• **Position annotation records**
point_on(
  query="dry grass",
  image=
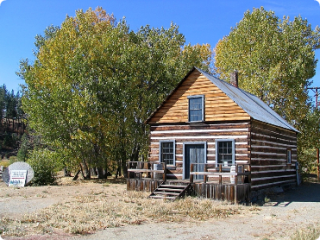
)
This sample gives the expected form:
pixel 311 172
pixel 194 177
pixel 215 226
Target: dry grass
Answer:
pixel 310 233
pixel 100 209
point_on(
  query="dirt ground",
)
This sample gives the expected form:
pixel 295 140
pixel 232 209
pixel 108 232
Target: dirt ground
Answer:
pixel 279 218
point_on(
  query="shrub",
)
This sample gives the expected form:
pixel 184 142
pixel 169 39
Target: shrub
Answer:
pixel 44 164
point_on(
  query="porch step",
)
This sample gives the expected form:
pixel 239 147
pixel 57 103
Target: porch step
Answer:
pixel 170 191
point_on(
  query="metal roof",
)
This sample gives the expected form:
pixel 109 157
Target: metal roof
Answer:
pixel 251 104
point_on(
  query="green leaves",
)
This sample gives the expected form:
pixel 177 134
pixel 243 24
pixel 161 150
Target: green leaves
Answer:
pixel 275 59
pixel 95 82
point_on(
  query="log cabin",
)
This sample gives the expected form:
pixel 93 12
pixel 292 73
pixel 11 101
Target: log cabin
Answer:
pixel 206 125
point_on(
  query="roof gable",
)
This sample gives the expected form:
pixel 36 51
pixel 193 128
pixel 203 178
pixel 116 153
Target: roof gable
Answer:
pixel 250 103
pixel 237 103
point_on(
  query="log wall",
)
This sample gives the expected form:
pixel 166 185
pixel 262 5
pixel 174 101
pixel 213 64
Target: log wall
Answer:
pixel 218 106
pixel 239 131
pixel 269 165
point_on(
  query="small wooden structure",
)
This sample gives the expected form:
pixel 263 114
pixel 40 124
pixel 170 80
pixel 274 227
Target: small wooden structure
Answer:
pixel 215 135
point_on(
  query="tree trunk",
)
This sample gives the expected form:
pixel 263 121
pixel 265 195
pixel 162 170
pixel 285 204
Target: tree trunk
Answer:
pixel 66 172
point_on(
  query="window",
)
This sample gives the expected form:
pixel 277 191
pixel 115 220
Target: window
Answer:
pixel 196 108
pixel 225 152
pixel 167 152
pixel 289 156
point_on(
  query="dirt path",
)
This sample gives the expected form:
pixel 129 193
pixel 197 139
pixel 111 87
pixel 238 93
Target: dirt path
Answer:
pixel 281 217
pixel 278 219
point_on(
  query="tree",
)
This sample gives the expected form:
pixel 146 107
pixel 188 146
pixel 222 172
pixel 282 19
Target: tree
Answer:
pixel 94 82
pixel 275 59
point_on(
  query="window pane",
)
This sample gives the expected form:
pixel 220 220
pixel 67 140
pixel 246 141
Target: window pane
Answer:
pixel 225 152
pixel 195 109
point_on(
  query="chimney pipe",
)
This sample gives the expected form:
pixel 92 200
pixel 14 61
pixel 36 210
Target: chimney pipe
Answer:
pixel 234 78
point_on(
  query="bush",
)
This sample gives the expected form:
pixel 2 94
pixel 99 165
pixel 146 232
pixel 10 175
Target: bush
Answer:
pixel 44 164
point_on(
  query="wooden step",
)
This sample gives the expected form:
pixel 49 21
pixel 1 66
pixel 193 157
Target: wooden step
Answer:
pixel 170 189
pixel 174 186
pixel 166 193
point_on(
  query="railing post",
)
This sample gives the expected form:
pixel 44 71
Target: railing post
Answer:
pixel 191 175
pixel 205 176
pixel 164 167
pixel 235 186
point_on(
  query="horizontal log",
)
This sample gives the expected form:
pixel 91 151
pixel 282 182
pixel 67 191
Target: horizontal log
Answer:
pixel 145 170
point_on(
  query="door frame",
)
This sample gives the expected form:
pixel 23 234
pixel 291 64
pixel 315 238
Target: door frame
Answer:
pixel 184 154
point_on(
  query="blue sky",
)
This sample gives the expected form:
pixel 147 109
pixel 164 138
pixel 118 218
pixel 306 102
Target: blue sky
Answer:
pixel 201 21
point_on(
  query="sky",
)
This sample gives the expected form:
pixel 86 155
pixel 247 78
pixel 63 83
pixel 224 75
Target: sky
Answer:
pixel 201 21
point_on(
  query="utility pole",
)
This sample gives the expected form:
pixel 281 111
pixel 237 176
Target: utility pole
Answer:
pixel 316 91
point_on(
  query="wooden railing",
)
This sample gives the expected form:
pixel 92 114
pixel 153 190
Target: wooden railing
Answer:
pixel 220 171
pixel 145 169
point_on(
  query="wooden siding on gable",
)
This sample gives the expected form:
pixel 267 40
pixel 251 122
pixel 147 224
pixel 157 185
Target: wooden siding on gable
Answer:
pixel 218 106
pixel 269 146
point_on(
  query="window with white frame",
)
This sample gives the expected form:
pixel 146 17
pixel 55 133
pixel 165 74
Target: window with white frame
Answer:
pixel 167 152
pixel 225 152
pixel 196 108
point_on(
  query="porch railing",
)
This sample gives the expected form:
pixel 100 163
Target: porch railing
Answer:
pixel 139 169
pixel 220 171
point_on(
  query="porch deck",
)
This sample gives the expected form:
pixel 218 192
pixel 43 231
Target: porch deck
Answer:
pixel 229 186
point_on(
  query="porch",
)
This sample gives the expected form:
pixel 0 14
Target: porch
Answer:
pixel 230 183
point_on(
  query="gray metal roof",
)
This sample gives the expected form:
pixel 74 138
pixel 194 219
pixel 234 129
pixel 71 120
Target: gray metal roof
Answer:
pixel 256 108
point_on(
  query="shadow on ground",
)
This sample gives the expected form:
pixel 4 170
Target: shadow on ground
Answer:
pixel 306 192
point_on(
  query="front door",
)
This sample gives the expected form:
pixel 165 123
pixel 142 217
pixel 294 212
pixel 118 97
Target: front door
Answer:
pixel 194 153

• **DIRECTIVE**
Format every line of the listing above as a numbered list, leaving out blank lines. Omit the pictures from your answer.

• **RESULT OF THE EXERCISE**
1. point_on(
2.   query="dry grass",
3.   image=
4. )
5. This sample gives the expected form:
6. pixel 311 172
7. pixel 194 177
8. pixel 215 226
9. Target: dry grass
10. Answer:
11. pixel 310 233
12. pixel 100 209
13. point_on(
14.   query="dirt ground",
15. )
16. This sample gives the expected form:
17. pixel 295 140
18. pixel 232 209
19. pixel 108 232
20. Target: dirt ground
21. Answer:
22. pixel 279 218
23. point_on(
24.   query="shrub",
25. )
26. This sample gives the expected form:
27. pixel 184 142
28. pixel 169 39
29. Target: shrub
30. Answer:
31. pixel 44 164
32. point_on(
33.   query="porch step",
34. )
35. This sample gives the expected form:
36. pixel 239 147
37. pixel 57 103
38. Target: porch step
39. Answer:
40. pixel 170 191
41. point_on(
42.   query="metal roof",
43. )
44. This sample gives the expected form:
45. pixel 109 157
46. Target: metal roof
47. Answer:
48. pixel 251 104
49. point_on(
50.   query="green leaves",
51. )
52. This sample gives the expected form:
53. pixel 177 134
54. pixel 243 24
55. pixel 161 150
56. Target: green leaves
57. Answer:
58. pixel 275 59
59. pixel 95 82
60. point_on(
61.   query="log cabin",
62. )
63. This sample gives the expected form:
64. pixel 93 12
65. pixel 292 73
66. pixel 11 101
67. Target: log cabin
68. Answer:
69. pixel 206 125
70. point_on(
71.   query="roof gable",
72. )
73. This sample gives the expected form:
74. pixel 36 51
75. pixel 193 128
76. pixel 203 178
77. pixel 116 153
78. Target: roof gable
79. Answer:
80. pixel 250 103
81. pixel 237 103
82. point_on(
83.   query="log wall",
84. )
85. This sample gives the expected form:
86. pixel 166 185
87. pixel 262 5
88. pixel 174 101
89. pixel 213 64
90. Target: log wall
91. Answer:
92. pixel 218 106
93. pixel 239 131
94. pixel 269 165
95. point_on(
96.   query="small wooden structure",
97. )
98. This sample gives the expected form:
99. pixel 263 114
100. pixel 40 124
101. pixel 170 80
102. pixel 274 227
103. Target: small wooden structure
104. Answer:
105. pixel 215 135
106. point_on(
107.   query="tree trunk",
108. )
109. This sample gives the expected form:
110. pixel 263 121
111. pixel 265 195
112. pixel 162 170
113. pixel 285 204
114. Target: tree trunk
115. Answer:
116. pixel 66 172
117. point_on(
118.   query="window",
119. )
120. This sample gives the expected form:
121. pixel 277 191
122. pixel 115 220
123. Target: window
124. Answer:
125. pixel 196 108
126. pixel 225 152
127. pixel 167 152
128. pixel 289 156
129. point_on(
130.   query="dirt path",
131. )
132. This sample gives the expected form:
133. pixel 129 193
134. pixel 197 139
135. pixel 111 87
136. pixel 238 93
137. Target: dirt path
138. Answer:
139. pixel 281 217
140. pixel 278 219
141. point_on(
142.   query="tree",
143. )
144. This sample gives the expected form:
145. pixel 146 107
146. pixel 188 146
147. pixel 222 172
148. pixel 282 19
149. Target: tree
150. Answer:
151. pixel 94 82
152. pixel 275 59
153. point_on(
154.   query="window pane",
155. )
156. This sample gives the expected form:
157. pixel 220 220
158. pixel 67 140
159. pixel 246 141
160. Target: window pane
161. Answer:
162. pixel 225 152
163. pixel 195 109
164. point_on(
165.   query="chimney pipe",
166. )
167. This sample gives the expected form:
168. pixel 92 200
169. pixel 14 61
170. pixel 36 210
171. Target: chimney pipe
172. Answer:
173. pixel 234 78
174. point_on(
175.   query="bush",
176. )
177. This sample gives the expected form:
178. pixel 2 94
179. pixel 99 165
180. pixel 146 232
181. pixel 10 175
182. Target: bush
183. Answer:
184. pixel 44 164
185. point_on(
186.   query="wooden step",
187. )
188. This sample gives the expected form:
189. pixel 49 21
190. pixel 1 66
191. pixel 193 157
192. Target: wooden step
193. Answer:
194. pixel 170 189
195. pixel 174 186
196. pixel 166 193
197. point_on(
198.   query="railing post",
199. )
200. This sample gives the expected form:
201. pixel 44 71
202. Target: railing post
203. Answer:
204. pixel 191 175
205. pixel 205 176
206. pixel 164 167
207. pixel 235 186
208. point_on(
209.   query="horizontal log",
210. )
211. This sample gives the expected form:
212. pixel 91 151
213. pixel 282 182
214. pixel 67 191
215. Target: horizontal log
216. Answer:
217. pixel 145 170
218. point_on(
219.   query="door frame",
220. )
221. This sample gives the expected form:
222. pixel 23 234
223. pixel 291 64
224. pixel 315 238
225. Target: door frame
226. Answer:
227. pixel 184 154
228. point_on(
229.   query="blue sky",
230. )
231. This sample gives the expected form:
232. pixel 147 109
233. pixel 164 138
234. pixel 118 218
235. pixel 306 102
236. Target: blue sky
237. Answer:
238. pixel 201 21
239. point_on(
240.   query="sky",
241. )
242. This sample gives the expected form:
243. pixel 86 155
244. pixel 247 78
245. pixel 63 83
246. pixel 224 75
247. Target: sky
248. Answer:
249. pixel 201 21
250. point_on(
251.   query="utility pole",
252. )
253. This sample gives the expected form:
254. pixel 281 111
255. pixel 237 176
256. Target: utility pole
257. Answer:
258. pixel 316 91
259. point_on(
260.   query="wooden railing",
261. )
262. This sample gives the expected form:
263. pixel 92 114
264. pixel 153 190
265. Target: wooden railing
266. Answer:
267. pixel 220 171
268. pixel 145 169
269. point_on(
270.   query="wooden siding on gable",
271. )
272. This sample gives the expected form:
273. pixel 267 40
274. pixel 251 122
275. pixel 147 224
276. pixel 157 185
277. Target: wooden siding on gable
278. Answer:
279. pixel 218 106
280. pixel 269 146
281. point_on(
282.   query="window with white frame",
283. )
284. This sample gives the expected form:
285. pixel 146 17
286. pixel 55 133
287. pixel 165 74
288. Target: window with white frame
289. Answer:
290. pixel 167 152
291. pixel 225 152
292. pixel 196 108
293. point_on(
294.   query="porch railing",
295. )
296. This sample gives the expected form:
297. pixel 100 163
298. Target: porch railing
299. Answer:
300. pixel 139 169
301. pixel 220 171
302. point_on(
303.   query="porch deck",
304. )
305. This sample gives the expected form:
306. pixel 218 192
307. pixel 43 231
308. Target: porch deck
309. Answer:
310. pixel 229 186
311. point_on(
312.   query="porch",
313. )
314. This sample gives the expected form:
315. pixel 0 14
316. Target: porch
317. Answer:
318. pixel 230 183
319. point_on(
320.   query="gray metal roof",
321. )
322. This sample gives the expected form:
323. pixel 74 138
324. pixel 194 219
325. pixel 234 129
326. pixel 71 120
327. Target: gray metal roof
328. Answer:
329. pixel 256 108
330. point_on(
331.   query="shadow on ground",
332. )
333. This sample gives the expected form:
334. pixel 4 170
335. Target: shadow on ground
336. Answer:
337. pixel 306 192
338. point_on(
339.   query="front door",
340. )
341. This sample gives the expected form:
342. pixel 165 123
343. pixel 142 217
344. pixel 294 212
345. pixel 118 97
346. Target: front door
347. Answer:
348. pixel 194 153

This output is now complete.